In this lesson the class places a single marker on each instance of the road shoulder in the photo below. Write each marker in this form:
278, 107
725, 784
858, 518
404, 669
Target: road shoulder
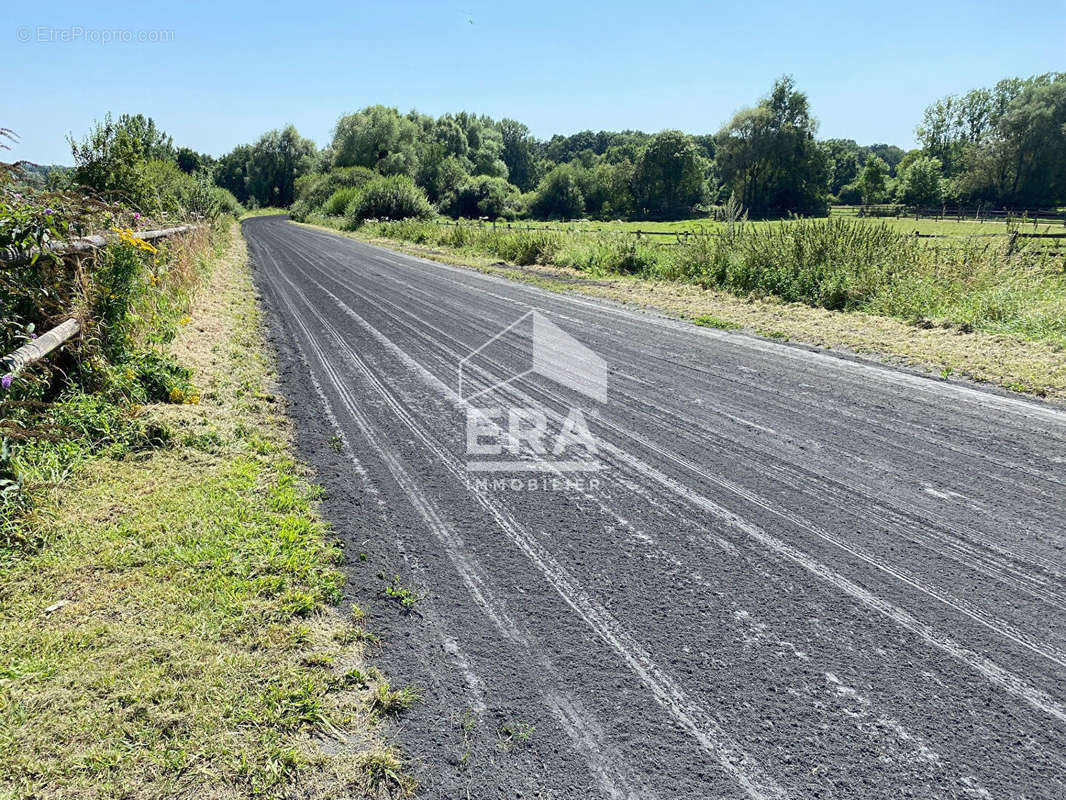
1036, 368
178, 633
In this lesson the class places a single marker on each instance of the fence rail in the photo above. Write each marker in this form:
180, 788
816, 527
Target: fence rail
958, 213
34, 351
681, 236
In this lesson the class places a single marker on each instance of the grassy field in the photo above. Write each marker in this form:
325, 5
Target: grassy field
903, 225
173, 629
1020, 345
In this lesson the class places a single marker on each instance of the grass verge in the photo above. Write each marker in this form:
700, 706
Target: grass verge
1035, 366
173, 632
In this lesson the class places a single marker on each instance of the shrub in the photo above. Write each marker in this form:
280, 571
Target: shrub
391, 197
339, 201
558, 195
482, 196
226, 202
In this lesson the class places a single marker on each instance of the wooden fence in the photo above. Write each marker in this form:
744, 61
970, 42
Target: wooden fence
45, 344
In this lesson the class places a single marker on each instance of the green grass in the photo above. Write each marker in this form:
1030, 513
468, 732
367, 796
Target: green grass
709, 320
173, 629
903, 225
265, 211
837, 264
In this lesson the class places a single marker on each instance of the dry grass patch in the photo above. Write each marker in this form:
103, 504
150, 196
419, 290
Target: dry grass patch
176, 634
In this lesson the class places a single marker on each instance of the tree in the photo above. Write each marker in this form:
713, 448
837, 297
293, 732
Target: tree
920, 181
559, 195
768, 156
190, 161
1005, 144
231, 172
274, 163
872, 179
518, 154
113, 156
669, 176
482, 196
378, 138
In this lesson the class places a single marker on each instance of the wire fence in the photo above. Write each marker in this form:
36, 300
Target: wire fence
683, 236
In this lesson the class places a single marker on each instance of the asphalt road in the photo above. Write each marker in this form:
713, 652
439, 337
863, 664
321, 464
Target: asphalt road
785, 573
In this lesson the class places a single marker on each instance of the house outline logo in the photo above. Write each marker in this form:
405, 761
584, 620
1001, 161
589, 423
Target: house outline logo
555, 355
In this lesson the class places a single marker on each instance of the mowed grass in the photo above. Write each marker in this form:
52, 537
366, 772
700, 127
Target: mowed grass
173, 633
989, 285
950, 227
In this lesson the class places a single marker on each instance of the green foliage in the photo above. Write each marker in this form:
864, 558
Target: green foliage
315, 189
274, 163
1005, 145
669, 176
339, 201
559, 195
482, 196
872, 180
377, 138
768, 156
920, 184
388, 197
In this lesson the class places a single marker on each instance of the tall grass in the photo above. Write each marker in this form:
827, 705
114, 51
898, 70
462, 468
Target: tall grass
999, 285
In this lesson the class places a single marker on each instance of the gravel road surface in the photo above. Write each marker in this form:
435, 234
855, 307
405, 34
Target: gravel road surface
754, 571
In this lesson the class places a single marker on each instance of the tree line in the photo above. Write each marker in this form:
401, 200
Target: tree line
1004, 146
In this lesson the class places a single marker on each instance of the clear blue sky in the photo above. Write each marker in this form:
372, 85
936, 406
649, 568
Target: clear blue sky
235, 69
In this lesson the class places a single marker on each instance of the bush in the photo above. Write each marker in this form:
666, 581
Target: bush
315, 189
559, 195
391, 197
339, 201
482, 196
226, 202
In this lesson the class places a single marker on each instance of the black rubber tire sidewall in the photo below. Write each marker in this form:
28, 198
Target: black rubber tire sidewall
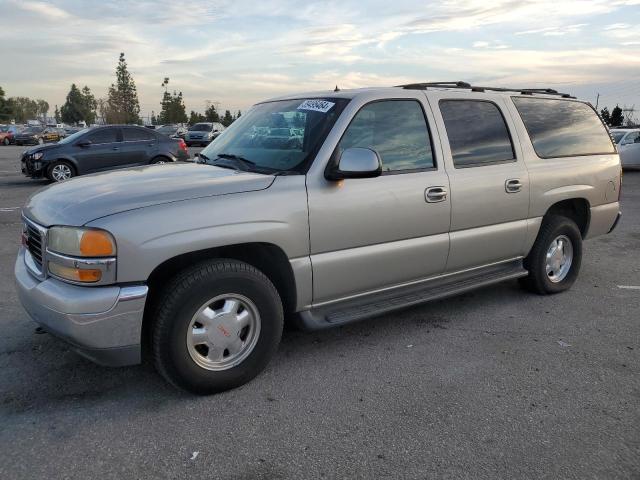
190, 292
552, 227
58, 162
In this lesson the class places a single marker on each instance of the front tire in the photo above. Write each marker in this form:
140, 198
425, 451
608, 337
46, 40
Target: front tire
60, 171
555, 259
216, 327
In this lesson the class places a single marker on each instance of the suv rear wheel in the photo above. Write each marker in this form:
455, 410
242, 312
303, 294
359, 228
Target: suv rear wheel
556, 256
217, 327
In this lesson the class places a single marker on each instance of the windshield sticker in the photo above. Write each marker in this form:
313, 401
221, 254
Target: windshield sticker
316, 105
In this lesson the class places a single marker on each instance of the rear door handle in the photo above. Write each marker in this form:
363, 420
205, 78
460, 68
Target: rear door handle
435, 194
513, 185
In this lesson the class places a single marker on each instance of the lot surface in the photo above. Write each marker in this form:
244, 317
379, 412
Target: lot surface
497, 383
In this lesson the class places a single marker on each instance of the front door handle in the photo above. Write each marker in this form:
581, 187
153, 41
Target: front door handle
513, 185
435, 194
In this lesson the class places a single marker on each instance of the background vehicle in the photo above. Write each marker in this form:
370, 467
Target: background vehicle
31, 136
173, 131
394, 196
203, 133
8, 134
101, 148
628, 146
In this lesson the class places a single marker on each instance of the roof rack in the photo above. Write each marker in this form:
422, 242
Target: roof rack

────────────────

# The exercise
Pictures don't belong in the copy. Transcribe every record exactly as it appears.

# Result of this exercise
In this lesson the class places a single marker on each instance of the road shoulder in the photo below. Write each marker in this form:
278, 107
725, 784
858, 518
404, 669
Target: road shoulder
1036, 368
178, 633
In this lesson the class places a single marker on each instance of the fence rail in the photo above. Write each marker in this form:
180, 788
816, 527
Target: fence rail
958, 213
34, 351
681, 236
In this lesson the class places a single marker on each instance of the grassy field in the photo above. Write each marker in this form:
325, 5
Target: grassy field
903, 225
173, 629
1020, 345
In this lesson the class places a single marker on each instance of the grass verge in the photo above. Write each marker in this form:
700, 706
Target: grass verge
1035, 366
173, 632
In this lesson the class places a single marker on each instance of the shrub in the photo above. Write each marker in this form:
280, 571
Target: shrub
391, 197
339, 201
558, 195
482, 196
226, 202
In this lesson the class places a single marker on each instance of the wooden fence in the photo above. Write each marker in this form:
744, 61
970, 42
Target: wooden fence
45, 344
In this lesson the class places a single marker on each instance of the green grass in the photo above. Write each marker in this form:
1030, 513
468, 732
367, 796
Target: green grass
709, 320
173, 629
903, 225
265, 211
837, 264
In this lesson the class places a single marker on each instance of the dry grass patch in the photo above. Write each marker in this form:
103, 504
150, 196
419, 290
Target: dry grass patch
176, 634
In this lesson the class places a single marker on each instance of the tree in the photo above. Write each marker in this form:
713, 448
837, 297
293, 732
Target: tree
920, 181
559, 195
768, 156
190, 161
1005, 144
231, 172
274, 163
872, 179
518, 154
113, 156
669, 176
482, 196
378, 138
In this lesson the class places a single marker on each instance of the wire fence in the photo above. Write each marker in this form:
36, 300
Target: wire fence
683, 236
In this lesson the class places a single marker on each instance of the asphalt road in the photo above. Write each marker in this form:
713, 652
439, 337
863, 664
321, 464
Target: asphalt road
785, 573
In this lesson the class places a single marker on each instance of the house outline logo in the photo above. Write each marker in this form:
405, 761
584, 620
1001, 161
589, 423
Target: house outline logo
555, 355
In this lesson the class places a single marker on each instance of the mowed grass in the photo above. Write each marker in this form:
52, 537
366, 772
700, 127
Target: mowed grass
173, 633
989, 285
950, 227
In this lesson the class places a single marker on each instance of the green foliage in the photo above. Write each marker in this form:
864, 558
Target: green foliage
315, 189
274, 163
1005, 145
669, 176
339, 201
559, 195
482, 196
872, 180
377, 138
768, 156
920, 184
388, 197
In this lesson the class places a single marker on each instance of the tall grass in the photo above. Write each marker in this form:
827, 705
114, 51
898, 70
462, 468
Target: tall grass
999, 285
In this lesson the class places a single marker on each instance of the gravel road surface in the photo above. Write each marker in this form:
435, 234
855, 307
405, 34
Target: gravel road surface
754, 571
In this lesson the class places a single marker on each instance of the tree line in the photo above. Write each marker in this form:
401, 200
Target: tree line
1004, 146
In this lesson the class places a single marker on each instance of the clear blue sky in the photo above. Write each marker in this form:
372, 85
936, 406
649, 568
Target: clear blue sky
235, 69
In this lesson the class places a single marker on each instance of the bush in the photo above. Write each marker in this form:
666, 581
Target: bush
315, 189
559, 195
391, 197
339, 201
482, 196
226, 202
In this lesson the class places a single marker on each instance of the black rubber tire sidewall in the photo below. Write each marker in this form:
28, 198
Target: black rubber tire sidewall
190, 292
552, 227
58, 162
In this lesson the class places a single marker on each instance of the front tire in the photo above. Write each marker in this form:
140, 198
425, 451
608, 337
46, 40
Target: front tire
60, 171
555, 259
216, 327
In this lesson the class places a single marker on each instance of the suv rear wheel in the photo above. Write each marker in this form:
455, 410
242, 312
303, 294
359, 228
Target: suv rear wheel
556, 256
217, 327
In this lesson the class places a single marker on each instance of the windshield sticker in the photo above. Write each marker in this form:
313, 401
221, 254
Target: windshield sticker
316, 105
In this lesson the class places a single marker on each instance of the rear door handle in the photo above. Write each marker in this form:
363, 420
205, 78
460, 68
Target: rear door handle
435, 194
513, 185
In this lesson the class places a single marker on each instance of the lot surface in the photo above. Write each marker in this form:
244, 317
379, 412
Target: lot surface
497, 383
In this lesson the class places a single marker on each instance of the front door handle in the photo above. Write each marker in this form:
581, 187
153, 41
Target: front door handle
513, 185
435, 194
In this lesson the class places a single marker on each instance of the background vehicle in the photo above. Write each marker in this form:
370, 467
Target: background vehicle
31, 136
173, 131
394, 196
203, 133
8, 134
101, 148
628, 146
In this lesson the class places a single marker on each instance of the roof rack in the photo above. Write each marker in this form:
422, 242
Target: roof rack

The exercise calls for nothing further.